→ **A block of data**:

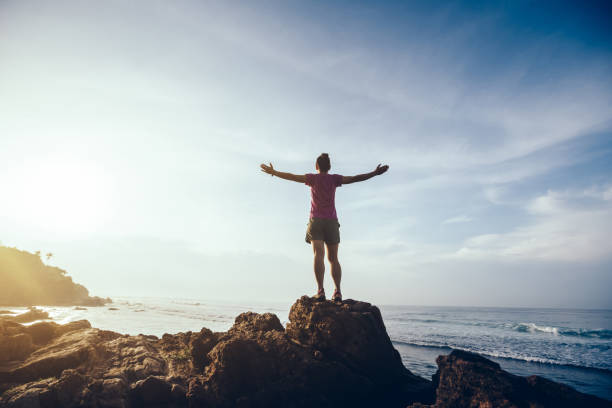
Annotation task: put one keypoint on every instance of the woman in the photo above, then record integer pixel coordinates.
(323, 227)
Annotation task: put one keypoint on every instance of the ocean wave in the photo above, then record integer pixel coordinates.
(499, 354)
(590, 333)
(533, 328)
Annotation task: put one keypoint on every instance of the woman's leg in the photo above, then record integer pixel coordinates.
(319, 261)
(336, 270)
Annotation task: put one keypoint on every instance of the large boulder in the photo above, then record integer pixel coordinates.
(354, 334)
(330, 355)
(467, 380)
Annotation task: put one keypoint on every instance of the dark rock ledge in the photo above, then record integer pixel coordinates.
--
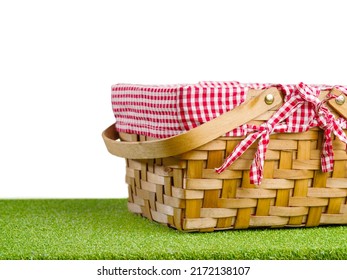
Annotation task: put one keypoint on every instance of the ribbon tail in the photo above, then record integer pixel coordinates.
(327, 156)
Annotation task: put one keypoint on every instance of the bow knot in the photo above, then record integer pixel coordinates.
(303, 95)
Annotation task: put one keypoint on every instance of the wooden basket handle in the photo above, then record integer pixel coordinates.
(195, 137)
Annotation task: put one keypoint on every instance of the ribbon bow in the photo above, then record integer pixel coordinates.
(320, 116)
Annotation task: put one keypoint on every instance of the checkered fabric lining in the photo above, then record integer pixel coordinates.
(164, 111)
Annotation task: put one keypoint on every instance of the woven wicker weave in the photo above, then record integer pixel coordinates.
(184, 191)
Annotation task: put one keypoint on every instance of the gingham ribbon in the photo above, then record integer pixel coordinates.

→ **Work required**:
Copy out everything in the records above from the line containing "of the checkered" down to the line containing "of the gingham", including both of those lines.

→ **Expected answer**:
Annotation task: put one keypoint on every instance of the checkered fabric lining in the photo above, then record integer pixel coordinates.
(164, 111)
Annotation task: put one keypoint on every instance of the woven wicker weave in the photo above, then record integer pixel coordinates.
(184, 191)
Annotation task: put one keypoint on every instance of the gingham ribbon in the photo above, then record integer pixel coordinates.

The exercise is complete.